→ **Exercise description**: Retype the data below word for word, from the line containing "veneer and return its bounding box." down through the line containing "[17,24,35,118]", with both of those lines included.

[Region annotation entries]
= = = =

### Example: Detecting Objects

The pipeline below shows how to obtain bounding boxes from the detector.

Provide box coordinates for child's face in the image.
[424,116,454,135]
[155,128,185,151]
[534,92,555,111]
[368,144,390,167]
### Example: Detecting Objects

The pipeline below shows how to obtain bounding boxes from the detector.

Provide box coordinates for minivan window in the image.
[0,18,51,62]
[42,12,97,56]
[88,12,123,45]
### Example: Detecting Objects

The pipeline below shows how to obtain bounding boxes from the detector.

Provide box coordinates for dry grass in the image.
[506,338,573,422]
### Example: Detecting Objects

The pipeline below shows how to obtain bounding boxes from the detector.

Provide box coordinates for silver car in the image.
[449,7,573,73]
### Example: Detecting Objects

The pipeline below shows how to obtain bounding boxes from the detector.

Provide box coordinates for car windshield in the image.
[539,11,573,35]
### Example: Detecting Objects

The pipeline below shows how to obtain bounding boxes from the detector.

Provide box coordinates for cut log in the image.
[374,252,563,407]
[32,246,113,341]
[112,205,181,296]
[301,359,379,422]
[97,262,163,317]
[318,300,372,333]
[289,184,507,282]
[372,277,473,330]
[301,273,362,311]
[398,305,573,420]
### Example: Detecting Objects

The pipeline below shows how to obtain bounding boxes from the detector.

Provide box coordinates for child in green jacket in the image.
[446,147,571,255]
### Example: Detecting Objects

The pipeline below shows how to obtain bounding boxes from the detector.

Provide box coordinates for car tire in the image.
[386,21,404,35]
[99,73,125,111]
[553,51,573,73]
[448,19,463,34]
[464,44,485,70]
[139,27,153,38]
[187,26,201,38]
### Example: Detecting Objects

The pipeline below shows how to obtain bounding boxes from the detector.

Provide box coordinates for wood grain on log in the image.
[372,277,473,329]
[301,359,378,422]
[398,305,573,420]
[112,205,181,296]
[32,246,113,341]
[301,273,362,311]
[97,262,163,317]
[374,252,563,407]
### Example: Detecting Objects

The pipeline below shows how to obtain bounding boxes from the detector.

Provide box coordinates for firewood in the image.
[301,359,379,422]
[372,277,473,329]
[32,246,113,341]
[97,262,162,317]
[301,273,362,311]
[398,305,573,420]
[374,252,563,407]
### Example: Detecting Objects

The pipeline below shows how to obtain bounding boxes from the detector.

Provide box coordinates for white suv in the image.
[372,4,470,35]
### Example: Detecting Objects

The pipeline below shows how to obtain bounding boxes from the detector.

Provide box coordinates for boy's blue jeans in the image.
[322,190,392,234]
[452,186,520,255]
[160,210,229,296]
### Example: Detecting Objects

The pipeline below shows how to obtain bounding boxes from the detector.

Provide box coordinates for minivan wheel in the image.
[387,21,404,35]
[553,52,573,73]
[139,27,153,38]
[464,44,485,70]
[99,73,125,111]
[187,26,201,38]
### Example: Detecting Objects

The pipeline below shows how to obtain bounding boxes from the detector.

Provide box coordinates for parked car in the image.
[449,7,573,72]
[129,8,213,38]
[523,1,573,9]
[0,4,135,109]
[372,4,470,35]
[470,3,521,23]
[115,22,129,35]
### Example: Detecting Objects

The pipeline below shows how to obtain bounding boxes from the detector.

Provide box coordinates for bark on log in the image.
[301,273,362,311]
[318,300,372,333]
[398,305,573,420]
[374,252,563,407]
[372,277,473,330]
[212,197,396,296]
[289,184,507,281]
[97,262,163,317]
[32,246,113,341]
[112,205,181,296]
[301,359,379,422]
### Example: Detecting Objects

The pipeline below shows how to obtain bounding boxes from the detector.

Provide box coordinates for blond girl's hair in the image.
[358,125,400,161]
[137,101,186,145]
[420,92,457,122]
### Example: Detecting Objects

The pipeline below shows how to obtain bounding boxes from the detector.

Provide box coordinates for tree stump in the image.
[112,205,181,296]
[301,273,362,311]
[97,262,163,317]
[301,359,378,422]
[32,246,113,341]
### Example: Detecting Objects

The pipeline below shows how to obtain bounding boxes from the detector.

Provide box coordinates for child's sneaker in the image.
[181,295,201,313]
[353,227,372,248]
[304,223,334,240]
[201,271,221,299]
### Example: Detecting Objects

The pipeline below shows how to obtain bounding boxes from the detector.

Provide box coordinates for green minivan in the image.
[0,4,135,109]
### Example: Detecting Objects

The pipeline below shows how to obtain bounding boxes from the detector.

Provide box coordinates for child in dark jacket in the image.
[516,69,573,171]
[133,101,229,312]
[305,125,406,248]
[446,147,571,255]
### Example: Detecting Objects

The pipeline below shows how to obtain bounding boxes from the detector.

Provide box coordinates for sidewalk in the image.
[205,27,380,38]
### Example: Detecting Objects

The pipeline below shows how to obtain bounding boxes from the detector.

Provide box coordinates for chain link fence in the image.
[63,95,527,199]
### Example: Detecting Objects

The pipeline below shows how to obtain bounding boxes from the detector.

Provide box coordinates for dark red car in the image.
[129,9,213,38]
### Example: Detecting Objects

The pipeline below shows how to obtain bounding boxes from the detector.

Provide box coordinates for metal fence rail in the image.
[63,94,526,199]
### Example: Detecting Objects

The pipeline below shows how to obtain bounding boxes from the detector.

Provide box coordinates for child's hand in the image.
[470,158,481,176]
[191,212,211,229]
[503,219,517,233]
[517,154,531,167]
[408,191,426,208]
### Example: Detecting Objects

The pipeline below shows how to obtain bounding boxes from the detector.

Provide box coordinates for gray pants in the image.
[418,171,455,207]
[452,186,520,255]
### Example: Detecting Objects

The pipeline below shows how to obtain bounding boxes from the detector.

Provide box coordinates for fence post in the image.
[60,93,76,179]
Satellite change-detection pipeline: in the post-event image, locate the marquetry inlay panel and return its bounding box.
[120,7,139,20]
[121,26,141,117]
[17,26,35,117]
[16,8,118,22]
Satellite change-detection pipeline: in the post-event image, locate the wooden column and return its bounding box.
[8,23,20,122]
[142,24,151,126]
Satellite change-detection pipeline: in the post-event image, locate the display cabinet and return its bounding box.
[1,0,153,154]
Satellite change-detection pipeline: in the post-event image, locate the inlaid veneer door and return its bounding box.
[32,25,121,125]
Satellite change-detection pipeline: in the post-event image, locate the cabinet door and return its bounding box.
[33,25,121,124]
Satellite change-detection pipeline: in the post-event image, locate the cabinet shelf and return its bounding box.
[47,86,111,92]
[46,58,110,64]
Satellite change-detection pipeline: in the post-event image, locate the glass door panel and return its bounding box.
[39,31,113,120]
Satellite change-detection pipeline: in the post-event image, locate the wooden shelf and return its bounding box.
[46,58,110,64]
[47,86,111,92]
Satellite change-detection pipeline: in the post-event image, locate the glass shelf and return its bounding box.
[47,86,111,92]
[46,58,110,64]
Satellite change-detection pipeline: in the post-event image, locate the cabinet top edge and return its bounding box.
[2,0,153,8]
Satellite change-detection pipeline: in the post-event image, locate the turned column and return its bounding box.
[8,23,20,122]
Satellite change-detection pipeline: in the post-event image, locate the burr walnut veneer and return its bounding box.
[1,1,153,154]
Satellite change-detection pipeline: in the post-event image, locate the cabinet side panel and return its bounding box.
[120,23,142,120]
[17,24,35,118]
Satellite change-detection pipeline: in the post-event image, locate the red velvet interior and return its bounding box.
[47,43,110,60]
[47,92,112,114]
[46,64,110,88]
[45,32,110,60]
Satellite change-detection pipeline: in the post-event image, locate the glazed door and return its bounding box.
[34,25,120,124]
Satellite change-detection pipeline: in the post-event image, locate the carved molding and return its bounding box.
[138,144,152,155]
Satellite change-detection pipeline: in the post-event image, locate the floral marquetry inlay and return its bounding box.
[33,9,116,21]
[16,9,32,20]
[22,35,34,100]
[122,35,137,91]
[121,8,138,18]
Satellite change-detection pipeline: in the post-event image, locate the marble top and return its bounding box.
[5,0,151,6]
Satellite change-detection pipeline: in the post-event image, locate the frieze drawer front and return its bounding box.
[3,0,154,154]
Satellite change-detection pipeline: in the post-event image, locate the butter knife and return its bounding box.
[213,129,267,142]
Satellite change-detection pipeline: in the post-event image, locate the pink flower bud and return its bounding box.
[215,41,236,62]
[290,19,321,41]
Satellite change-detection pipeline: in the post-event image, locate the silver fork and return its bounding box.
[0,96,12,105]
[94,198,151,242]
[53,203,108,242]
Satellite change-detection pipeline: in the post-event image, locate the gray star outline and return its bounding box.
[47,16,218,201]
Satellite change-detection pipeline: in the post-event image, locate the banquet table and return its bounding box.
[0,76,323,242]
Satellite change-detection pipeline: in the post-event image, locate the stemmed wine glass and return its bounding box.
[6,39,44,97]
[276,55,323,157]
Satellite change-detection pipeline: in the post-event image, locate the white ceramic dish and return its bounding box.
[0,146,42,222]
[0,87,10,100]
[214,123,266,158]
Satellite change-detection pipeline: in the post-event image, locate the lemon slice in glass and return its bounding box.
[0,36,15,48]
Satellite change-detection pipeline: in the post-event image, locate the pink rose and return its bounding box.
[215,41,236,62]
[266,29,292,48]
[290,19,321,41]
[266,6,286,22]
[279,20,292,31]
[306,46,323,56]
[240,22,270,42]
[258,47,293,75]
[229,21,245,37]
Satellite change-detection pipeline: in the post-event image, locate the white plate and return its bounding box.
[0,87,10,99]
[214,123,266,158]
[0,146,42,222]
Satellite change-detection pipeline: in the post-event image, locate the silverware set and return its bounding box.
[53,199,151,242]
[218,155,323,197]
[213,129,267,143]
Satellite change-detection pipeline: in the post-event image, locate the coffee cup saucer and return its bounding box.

= = = =

→ **Result**:
Satellite change-detection pipeline: in the post-event image, locate the burr walnut veneer and return its bounding box.
[1,1,153,154]
Satellite change-detection pipeline: in the post-event image, locate the cabinet side panel and return its bounding box.
[120,23,142,120]
[17,24,35,118]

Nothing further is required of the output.